(Rows from a dataset for box labeling)
──────────
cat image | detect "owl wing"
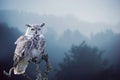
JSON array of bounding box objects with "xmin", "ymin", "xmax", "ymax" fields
[{"xmin": 13, "ymin": 35, "xmax": 32, "ymax": 66}]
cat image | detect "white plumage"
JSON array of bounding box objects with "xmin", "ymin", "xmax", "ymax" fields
[
  {"xmin": 4, "ymin": 23, "xmax": 51, "ymax": 80},
  {"xmin": 13, "ymin": 25, "xmax": 45, "ymax": 74}
]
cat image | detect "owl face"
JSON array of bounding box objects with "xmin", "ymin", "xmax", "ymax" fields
[{"xmin": 26, "ymin": 23, "xmax": 45, "ymax": 36}]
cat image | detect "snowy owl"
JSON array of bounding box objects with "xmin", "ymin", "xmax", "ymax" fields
[{"xmin": 4, "ymin": 23, "xmax": 50, "ymax": 80}]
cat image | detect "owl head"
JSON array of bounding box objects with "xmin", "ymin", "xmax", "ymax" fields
[{"xmin": 25, "ymin": 23, "xmax": 45, "ymax": 36}]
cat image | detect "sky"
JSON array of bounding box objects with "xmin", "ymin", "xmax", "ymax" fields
[{"xmin": 0, "ymin": 0, "xmax": 120, "ymax": 37}]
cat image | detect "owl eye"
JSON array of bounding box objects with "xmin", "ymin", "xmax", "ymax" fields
[
  {"xmin": 31, "ymin": 28, "xmax": 35, "ymax": 31},
  {"xmin": 38, "ymin": 28, "xmax": 41, "ymax": 31}
]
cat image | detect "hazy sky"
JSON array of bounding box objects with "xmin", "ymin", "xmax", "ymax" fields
[{"xmin": 0, "ymin": 0, "xmax": 120, "ymax": 37}]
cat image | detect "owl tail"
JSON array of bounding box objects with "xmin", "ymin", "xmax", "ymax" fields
[
  {"xmin": 3, "ymin": 67, "xmax": 15, "ymax": 77},
  {"xmin": 14, "ymin": 61, "xmax": 28, "ymax": 75}
]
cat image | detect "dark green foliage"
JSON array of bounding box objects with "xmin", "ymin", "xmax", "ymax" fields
[{"xmin": 56, "ymin": 42, "xmax": 111, "ymax": 80}]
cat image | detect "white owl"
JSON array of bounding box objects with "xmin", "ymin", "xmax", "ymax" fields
[{"xmin": 4, "ymin": 23, "xmax": 50, "ymax": 80}]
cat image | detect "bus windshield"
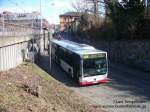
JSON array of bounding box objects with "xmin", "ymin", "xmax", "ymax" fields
[{"xmin": 83, "ymin": 57, "xmax": 107, "ymax": 77}]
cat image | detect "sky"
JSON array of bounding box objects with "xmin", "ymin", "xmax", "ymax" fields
[{"xmin": 0, "ymin": 0, "xmax": 76, "ymax": 24}]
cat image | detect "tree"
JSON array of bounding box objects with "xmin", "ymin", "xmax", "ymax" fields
[{"xmin": 108, "ymin": 0, "xmax": 144, "ymax": 39}]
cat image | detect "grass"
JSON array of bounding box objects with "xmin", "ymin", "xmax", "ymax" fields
[{"xmin": 0, "ymin": 62, "xmax": 102, "ymax": 112}]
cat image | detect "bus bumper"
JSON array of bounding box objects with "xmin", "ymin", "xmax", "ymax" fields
[{"xmin": 79, "ymin": 78, "xmax": 108, "ymax": 86}]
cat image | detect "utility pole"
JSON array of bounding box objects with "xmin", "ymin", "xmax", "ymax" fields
[{"xmin": 93, "ymin": 0, "xmax": 98, "ymax": 15}]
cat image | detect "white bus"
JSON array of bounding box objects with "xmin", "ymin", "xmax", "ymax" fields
[{"xmin": 50, "ymin": 39, "xmax": 108, "ymax": 86}]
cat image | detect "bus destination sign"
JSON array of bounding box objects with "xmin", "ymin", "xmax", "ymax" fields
[{"xmin": 83, "ymin": 53, "xmax": 106, "ymax": 59}]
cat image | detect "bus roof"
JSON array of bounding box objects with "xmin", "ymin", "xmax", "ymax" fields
[{"xmin": 51, "ymin": 39, "xmax": 106, "ymax": 55}]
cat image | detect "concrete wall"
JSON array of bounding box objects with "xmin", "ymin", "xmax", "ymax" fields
[
  {"xmin": 92, "ymin": 40, "xmax": 150, "ymax": 71},
  {"xmin": 0, "ymin": 32, "xmax": 48, "ymax": 71},
  {"xmin": 73, "ymin": 37, "xmax": 150, "ymax": 71}
]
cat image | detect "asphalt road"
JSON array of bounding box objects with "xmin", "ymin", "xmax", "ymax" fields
[{"xmin": 37, "ymin": 55, "xmax": 150, "ymax": 112}]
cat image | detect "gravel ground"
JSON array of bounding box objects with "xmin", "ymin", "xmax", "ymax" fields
[{"xmin": 0, "ymin": 63, "xmax": 105, "ymax": 112}]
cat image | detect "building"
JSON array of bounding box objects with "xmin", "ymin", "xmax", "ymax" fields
[{"xmin": 59, "ymin": 12, "xmax": 80, "ymax": 31}]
──────────
**Description of the task**
Count how many lines of the records above contain the string "white". Reply with the number alone.

**Answer to this exercise**
3